__Text__:

──────────────────────────────

Inverting function that includes modulus

[cepheid]

That could very well be it, because it is acting as though the first term on the right hand side of:

phi = (enc - enc_ref)/CNTS_PER_DEG + phi_ref

is evaluating to zero, and hence it thinks the current angle is always phi_ref. Perhaps that could be due to some order of operations problem. I will try that and report back!

I am reporting back to say that this fix worked. In hindsight it is obvious that what I entered before was resulting in first dividing by 72,000, and then dividing by 360. Not the intended effect at all.

Okkaaay, as for the rest of this discussion, although I am not interested in delving as deep into the vagaries of C as you guys are, I would like to know one thing: why are constants preferred to defines in this situation?

Finally, I have another question along similar lines. I need to do this again for my device's other axis of rotation (call this angle theta if you like, and call the encoder position y). Now, theta is physically restricted to lie between -10 deg and +89 deg (and I am required to use this coordinate system, since the zero point needs to be with reference to something external, namely the horizon). A range of 99 degrees corresponds to a range in encoder values of only 19,800 counts.

After some trial and error, I decided that there were three (mutually exclusive) possibilities, depending on the values of y0 and theta0 (neither of which are under my control, but depend on the system orientation and stored position at startup):

1. the encoder values would be monotonic throughout the range of motion

2. the encoder reference position y0 would be large enough and/or the reference angle theta0 would be far enough from the maximum angle that as you increased the angle, you'd eventually exceed 71,999, and wrap back around. This would cause the highest angles to evaluate to large and negative values, requiring addition of 360 degrees to them.

──────────────────────────────

__Provided material__:
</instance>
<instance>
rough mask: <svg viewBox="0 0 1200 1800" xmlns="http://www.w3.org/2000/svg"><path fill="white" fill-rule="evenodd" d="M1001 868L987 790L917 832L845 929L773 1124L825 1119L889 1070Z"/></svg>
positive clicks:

──────────────────────────────

__Written task A__: Rewrite the paragraph of the encoder thread that begins "Finally, I have another question along similar lines" as a short list that keeps its main facts.
__Written task B__: From the encoder thread, extract the passage that begins at the words "Okkaaay, as for" and stops after the words "in this situation?", copying it without any change.

__Output A__:
- The same conversion is needed for the device's other axis of rotation, with angle theta and encoder position y.
- Theta is physically restricted to between -10 deg and +89 deg.
- This coordinate system is required because the zero point must be referenced to something external, the horizon.
- The 99-degree range corresponds to only 19,800 encoder counts.

__Output B__:
Okkaaay, as for the rest of this discussion, although I am not interested in delving as deep into the vagaries of C as you guys are, I would like to know one thing: why are constants preferred to defines in this situation?